> **Required tasks**:
A - Print the passage on reincarnation word for word, starting with "All this presupposes" and going on through "and so forth.".
B - According to the passage on reincarnation, to what parents are souls attracted?
C - Decide whether each statement agrees with the passage on reincarnation. Answer yes or no for each, and quote the words of the passage that settle it.
(i) Evolution is the process by which the potentials of the divine essence may unfold.
(ii) The ten children of a large family will have the same talents.
(iii) Chance plays a part in what incoming souls select from the gene potentials of their parents-to-be.

### Reading text ###

Reincarnation is the idea that we live many lives on earth and that in any life we are what we have made ourselves in former lives — under the law of cause and effect or karma. Our blemishes we have indulged and made a part of our personal self, our strengths and talents we have earned and unfolded. Similarly, what happens to us in life — if we believe in law and not in chance — is also of our own making. In other words, we are ourselves, and from day to day and from life to life we are making ourselves into what we will one day become, in this and in future lives.
There are rather telling arguments against the notion that we inherit ourselves from our parents. Souls are attracted to parents with whom they have karma to work out, previous associations, deep, intimate, wonderful relationships. Incoming souls select from the gene potentials of their parents-to-be that which is necessary to express what their selves already are, modified by karma. There is no chance involved. Thus the ten children of a large family will be ten different people, talent-wise, character-wise: ten different souls coming to birth, each with his or her own characteristics. There may even be a wide diversity in appearance.
All this presupposes that there is an enduring part that lives in each person, something that survives and gradually unfolds through repeated reimbodiments, something within — a higher self or reincarnating ego — in which is stored the wisdom of experience. Evolution, thus, is the process by which the potentials of this divine essence may unfold. We humans have unfolded that which makes us human; we are at the human stage of our evolution. The animals have unfolded that which makes them animals, and so forth.

### Excerpted data ###

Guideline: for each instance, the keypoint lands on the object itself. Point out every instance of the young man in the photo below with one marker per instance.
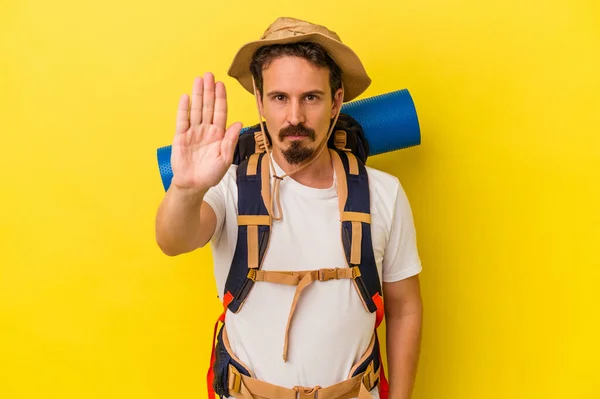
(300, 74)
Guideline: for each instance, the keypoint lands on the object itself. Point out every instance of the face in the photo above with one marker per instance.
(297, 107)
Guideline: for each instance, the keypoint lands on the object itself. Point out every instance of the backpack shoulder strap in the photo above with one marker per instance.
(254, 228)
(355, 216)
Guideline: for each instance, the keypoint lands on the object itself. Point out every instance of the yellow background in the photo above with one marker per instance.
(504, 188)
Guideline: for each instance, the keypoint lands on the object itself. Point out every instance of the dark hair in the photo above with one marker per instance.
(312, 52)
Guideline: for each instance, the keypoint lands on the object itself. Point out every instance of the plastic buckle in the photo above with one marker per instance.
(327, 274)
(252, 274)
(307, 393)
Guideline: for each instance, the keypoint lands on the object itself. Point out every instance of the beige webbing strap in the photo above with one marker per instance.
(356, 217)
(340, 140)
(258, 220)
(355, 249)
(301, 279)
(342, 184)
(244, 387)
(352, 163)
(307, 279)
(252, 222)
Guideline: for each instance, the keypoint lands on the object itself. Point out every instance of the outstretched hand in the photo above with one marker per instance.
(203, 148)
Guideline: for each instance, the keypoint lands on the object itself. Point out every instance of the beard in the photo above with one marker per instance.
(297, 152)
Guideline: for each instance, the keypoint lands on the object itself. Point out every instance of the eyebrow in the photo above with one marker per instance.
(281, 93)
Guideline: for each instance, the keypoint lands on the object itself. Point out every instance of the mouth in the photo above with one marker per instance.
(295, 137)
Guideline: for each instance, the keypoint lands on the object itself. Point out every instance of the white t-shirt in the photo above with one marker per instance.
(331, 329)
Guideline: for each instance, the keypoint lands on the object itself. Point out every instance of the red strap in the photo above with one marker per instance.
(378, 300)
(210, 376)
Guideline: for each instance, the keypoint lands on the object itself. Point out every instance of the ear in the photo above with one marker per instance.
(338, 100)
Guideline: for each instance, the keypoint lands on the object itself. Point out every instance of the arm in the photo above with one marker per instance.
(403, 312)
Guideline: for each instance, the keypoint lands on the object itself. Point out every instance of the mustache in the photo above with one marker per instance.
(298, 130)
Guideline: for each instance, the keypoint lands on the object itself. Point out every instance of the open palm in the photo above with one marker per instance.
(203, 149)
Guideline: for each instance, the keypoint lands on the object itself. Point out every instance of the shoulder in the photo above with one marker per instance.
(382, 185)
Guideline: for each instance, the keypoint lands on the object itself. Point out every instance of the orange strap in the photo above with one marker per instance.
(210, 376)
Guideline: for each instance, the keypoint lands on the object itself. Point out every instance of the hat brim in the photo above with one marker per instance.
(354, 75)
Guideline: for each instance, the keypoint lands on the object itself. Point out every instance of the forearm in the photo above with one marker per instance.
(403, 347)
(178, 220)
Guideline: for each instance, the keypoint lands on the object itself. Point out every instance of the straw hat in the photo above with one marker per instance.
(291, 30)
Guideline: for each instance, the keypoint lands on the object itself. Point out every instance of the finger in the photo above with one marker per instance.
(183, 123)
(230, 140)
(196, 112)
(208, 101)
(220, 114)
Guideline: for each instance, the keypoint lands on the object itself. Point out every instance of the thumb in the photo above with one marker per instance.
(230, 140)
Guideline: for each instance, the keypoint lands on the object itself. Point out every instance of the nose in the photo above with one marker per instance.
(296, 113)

###
### Excerpted data ###

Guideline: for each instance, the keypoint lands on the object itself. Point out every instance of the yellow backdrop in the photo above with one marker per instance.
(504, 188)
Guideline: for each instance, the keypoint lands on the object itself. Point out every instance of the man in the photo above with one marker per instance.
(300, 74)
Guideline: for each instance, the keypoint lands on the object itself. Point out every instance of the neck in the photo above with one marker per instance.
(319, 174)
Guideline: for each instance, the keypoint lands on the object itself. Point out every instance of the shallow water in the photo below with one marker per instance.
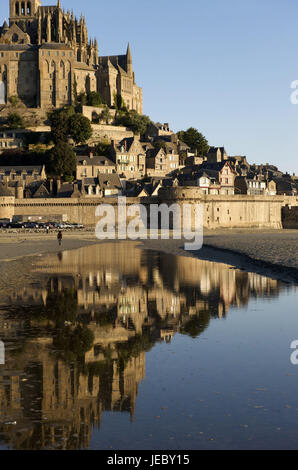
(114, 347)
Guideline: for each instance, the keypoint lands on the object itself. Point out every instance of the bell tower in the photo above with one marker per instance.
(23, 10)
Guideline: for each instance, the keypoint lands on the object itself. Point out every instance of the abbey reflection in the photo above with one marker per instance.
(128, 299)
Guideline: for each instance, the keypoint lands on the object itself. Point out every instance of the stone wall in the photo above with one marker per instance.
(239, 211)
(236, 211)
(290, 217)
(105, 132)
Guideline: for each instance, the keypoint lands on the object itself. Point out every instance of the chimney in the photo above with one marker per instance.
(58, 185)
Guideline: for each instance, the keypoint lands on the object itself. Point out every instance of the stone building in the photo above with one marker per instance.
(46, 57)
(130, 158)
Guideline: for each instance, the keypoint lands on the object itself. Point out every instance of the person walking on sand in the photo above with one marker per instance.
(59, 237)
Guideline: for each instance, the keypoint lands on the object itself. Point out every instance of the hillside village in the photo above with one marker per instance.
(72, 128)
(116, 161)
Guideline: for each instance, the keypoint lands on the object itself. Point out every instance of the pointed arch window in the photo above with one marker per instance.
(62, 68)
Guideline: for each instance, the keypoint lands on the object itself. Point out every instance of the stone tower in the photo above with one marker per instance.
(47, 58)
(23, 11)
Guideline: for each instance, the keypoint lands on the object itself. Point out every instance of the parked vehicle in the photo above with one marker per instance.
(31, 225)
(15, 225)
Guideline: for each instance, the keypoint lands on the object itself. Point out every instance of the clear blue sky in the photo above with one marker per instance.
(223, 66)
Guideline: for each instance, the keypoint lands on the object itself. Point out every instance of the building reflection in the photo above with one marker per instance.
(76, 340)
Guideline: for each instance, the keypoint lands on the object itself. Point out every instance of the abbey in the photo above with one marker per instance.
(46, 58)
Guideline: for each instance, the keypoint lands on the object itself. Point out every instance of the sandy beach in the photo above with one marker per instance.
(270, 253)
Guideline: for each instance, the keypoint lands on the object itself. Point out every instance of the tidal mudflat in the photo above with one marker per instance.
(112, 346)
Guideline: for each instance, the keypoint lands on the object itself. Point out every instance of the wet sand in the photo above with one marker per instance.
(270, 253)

###

> **Answers below**:
A -
All this presupposes that there is an enduring part that lives in each person, something that survives and gradually unfolds through repeated reimbodiments, something within — a higher self or reincarnating ego — in which is stored the wisdom of experience. Evolution, thus, is the process by which the potentials of this divine essence may unfold. We humans have unfolded that which makes us human; we are at the human stage of our evolution. The animals have unfolded that which makes them animals, and so forth.

B - To parents with whom they have karma to work out, previous associations, deep, intimate, wonderful relationships.

C -
(i) Yes: "Evolution, thus, is the process by which the potentials of this divine essence may unfold."
(ii) No: "the ten children of a large family will be ten different people, talent-wise, character-wise"
(iii) No: "There is no chance involved."